**PASSAGE TO READ**
-- start --

Friday, April 22, 2016

Forgotten Books: Phantom Raiders - Peter Dawson (Jonathan Glidden)

I wrote about Luke Short (Frederick D. Glidden) last week, and this week we’ve got a collection of pulp novelettes by his brother Jonathan Glidden, who wrote under the name Peter Dawson. Although Jon Glidden never achieved quite the same level of fame and popularity as Fred did, he was a successful and well-regarded Western author for many years, his novels selling well enough in paperback that after his death, Bantam hired another author to write several more books that were published under the Peter Dawson name. I’ve enjoyed his work for many years, starting with the novel TRAIL BOSS, which I read all the way back in seventh grade almost five decades ago.

-- end --

**EXTRACTED MATERIAL**
-- start --

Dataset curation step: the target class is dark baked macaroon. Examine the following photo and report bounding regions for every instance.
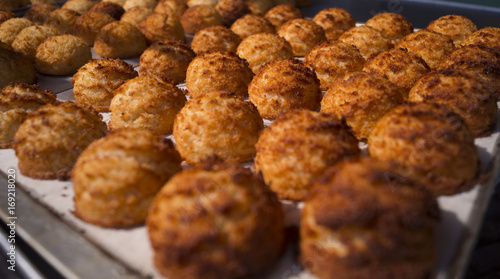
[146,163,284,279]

-- end --
-- start --

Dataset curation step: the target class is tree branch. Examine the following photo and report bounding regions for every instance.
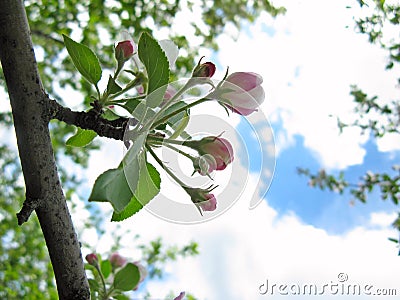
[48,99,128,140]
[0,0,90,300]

-- end --

**EXERCISE TASKS**
1: Using the post about Peter Dawson above, decide whether each statement agrees with it. Answer yes or no for each, and quote the deciding words.
(a) Jonathan Glidden wrote under the name Peter Dawson.
(b) The writer first read TRAIL BOSS in high school.
(c) After Jon Glidden's death, Bantam hired another author to write more books under the Peter Dawson name.
2: Please give the real name of Luke Short, as stated in the post about Peter Dawson above.

**RESPONSES TO THE EXERCISE**
1:
(a) Yes: "his brother Jonathan Glidden, who wrote under the name Peter Dawson"
(b) No: "which I read all the way back in seventh grade almost five decades ago"
(c) Yes: "Bantam hired another author to write several more books that were published under the Peter Dawson name"

2: Frederick D. Glidden